Task brief:
The following entries are to be repeated exactly, and the pictures are to be left behind.

════

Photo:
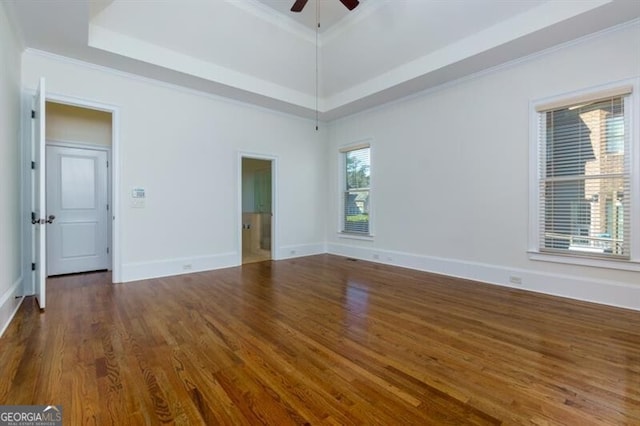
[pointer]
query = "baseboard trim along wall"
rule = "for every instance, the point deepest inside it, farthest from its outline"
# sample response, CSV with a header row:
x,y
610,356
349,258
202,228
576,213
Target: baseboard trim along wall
x,y
10,302
579,288
289,252
163,268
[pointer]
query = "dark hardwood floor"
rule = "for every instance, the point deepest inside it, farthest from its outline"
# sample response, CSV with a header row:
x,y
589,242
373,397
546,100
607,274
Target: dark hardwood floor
x,y
320,340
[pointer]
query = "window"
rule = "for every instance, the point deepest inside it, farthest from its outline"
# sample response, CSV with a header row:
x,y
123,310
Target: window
x,y
583,199
356,189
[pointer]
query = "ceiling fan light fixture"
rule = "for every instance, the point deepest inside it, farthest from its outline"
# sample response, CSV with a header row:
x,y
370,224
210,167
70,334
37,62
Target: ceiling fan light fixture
x,y
299,4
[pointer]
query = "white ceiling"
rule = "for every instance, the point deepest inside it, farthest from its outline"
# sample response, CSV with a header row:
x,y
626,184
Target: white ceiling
x,y
257,51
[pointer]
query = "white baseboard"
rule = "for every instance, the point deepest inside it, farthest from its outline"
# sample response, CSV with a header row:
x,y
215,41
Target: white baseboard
x,y
289,252
574,287
10,302
164,268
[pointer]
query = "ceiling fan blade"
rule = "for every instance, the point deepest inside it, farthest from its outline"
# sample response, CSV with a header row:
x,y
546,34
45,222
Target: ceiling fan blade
x,y
298,5
350,4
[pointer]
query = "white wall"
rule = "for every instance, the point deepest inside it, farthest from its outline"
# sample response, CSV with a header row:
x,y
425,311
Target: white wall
x,y
182,147
450,172
10,157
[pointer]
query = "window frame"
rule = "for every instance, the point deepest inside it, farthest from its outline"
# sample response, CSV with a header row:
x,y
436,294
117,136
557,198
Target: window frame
x,y
342,189
632,109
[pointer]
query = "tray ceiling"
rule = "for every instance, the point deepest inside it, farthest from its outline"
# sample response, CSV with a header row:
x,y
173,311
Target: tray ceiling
x,y
257,51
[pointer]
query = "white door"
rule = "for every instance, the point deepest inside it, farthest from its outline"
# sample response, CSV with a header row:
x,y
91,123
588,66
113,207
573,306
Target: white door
x,y
77,197
38,217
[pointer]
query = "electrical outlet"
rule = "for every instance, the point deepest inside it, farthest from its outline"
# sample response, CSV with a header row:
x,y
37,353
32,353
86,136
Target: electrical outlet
x,y
515,280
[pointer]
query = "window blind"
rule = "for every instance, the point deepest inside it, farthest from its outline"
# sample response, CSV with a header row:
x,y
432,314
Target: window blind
x,y
356,189
585,178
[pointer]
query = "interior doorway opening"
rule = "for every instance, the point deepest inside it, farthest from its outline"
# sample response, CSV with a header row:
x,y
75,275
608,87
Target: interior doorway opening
x,y
78,188
257,210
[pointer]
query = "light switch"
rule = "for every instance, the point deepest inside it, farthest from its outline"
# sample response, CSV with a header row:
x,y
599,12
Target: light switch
x,y
138,197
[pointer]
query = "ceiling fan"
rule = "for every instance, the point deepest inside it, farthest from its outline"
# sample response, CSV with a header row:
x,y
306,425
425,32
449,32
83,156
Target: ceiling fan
x,y
299,4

════

Reply:
Photo:
[pointer]
query = "baseboard trim along wall"
rule = "for every instance, the point deepest inside it, farthest from its outline"
# sample response, CSV with a header row:
x,y
610,356
349,258
202,228
576,213
Target: baseboard trim along wall
x,y
10,302
579,288
289,252
163,268
[pointer]
query = "dark hardwood floor"
rule = "for every instance, the point deepest inside it, farthest from its outline"
# sample response, CSV with a header row:
x,y
589,242
373,397
546,100
607,274
Target: dark hardwood floor
x,y
320,340
[pointer]
query = "window"
rule = "for every instance, the point deepest inside it, farthest from its outline"
# sample response, CSV with a header row:
x,y
123,310
Target: window
x,y
583,199
356,189
[pointer]
query = "ceiling fan light fixture"
rule = "for every instance, the point deepest inside it, farthest from its outline"
# sample response, CSV with a header row:
x,y
370,224
210,167
70,334
37,62
Target: ceiling fan light fixture
x,y
299,4
[pointer]
query = "white ceiling"
rule = "for every instance, the point deepest inside it, farthest from its outline"
# sample response, CSV with a header row:
x,y
626,184
Target: white ceiling
x,y
257,51
[pointer]
query = "white baseboard"
rule = "for every instance, the point deepest inside it, farthest from its outline"
# sample response, CSV with a header row:
x,y
215,41
Target: white baseboard
x,y
289,252
574,287
10,302
164,268
[pointer]
query = "ceiling fan blade"
rule = "for every instance, the point deepest inside it, farthest from its outline"
# sample response, CSV with a header row:
x,y
546,34
45,222
Target: ceiling fan blade
x,y
298,5
350,4
[pointer]
query = "white wall"
rule = "for every instance, the point deepest inside it, farthest from its outline"
# sample response, CSV with a header row:
x,y
425,311
Target: white wall
x,y
182,147
450,172
10,157
[pointer]
query = "window frame"
rule = "for every instance, the point deepest inside it, farthest from its outline"
# sample response, CSV with a header row:
x,y
436,294
117,136
557,198
Target: window frame
x,y
342,189
632,109
[pointer]
query = "tray ceiling"
rule = "for every instance, the point deepest inside it, farthest from its outline"
# sample response, CSV with a header row:
x,y
173,311
Target: tray ceiling
x,y
257,51
[pointer]
query = "white door"
rule = "for every instance, the point deepest inside it, farthest from its outline"
# sample response, CSV with a header row:
x,y
91,123
588,66
113,207
573,306
Target: white door
x,y
77,197
38,217
[pointer]
query = "electrical outlet"
rule = "for every instance, the point deepest inside it, farthest from its outline"
# sample response, CSV with a header row:
x,y
37,353
32,353
86,136
Target: electrical outlet
x,y
515,280
[pointer]
query = "window blind"
rule = "for every instance, the point deepest inside it, farthest from its outline"
# sample response, CSV with a header row:
x,y
432,314
Target: window blind
x,y
356,189
585,178
[pointer]
query = "interior doorway opening"
rule = "for every instance, the point deepest inside it, farthest from its outline"
# sample response, CSV with a header row:
x,y
75,275
608,87
Target: interior doorway opening
x,y
78,188
257,210
[pointer]
query = "light switch"
rule = "for every instance, the point deepest inside it, farthest from its outline"
# sample response, CSV with a header row:
x,y
599,12
Target: light switch
x,y
138,197
[pointer]
query = "ceiling fan"
rule = "for every instance, the point deepest inside it, farthest from its outline"
# sample response, CSV with a header row:
x,y
306,425
425,32
449,32
83,156
Target: ceiling fan
x,y
299,4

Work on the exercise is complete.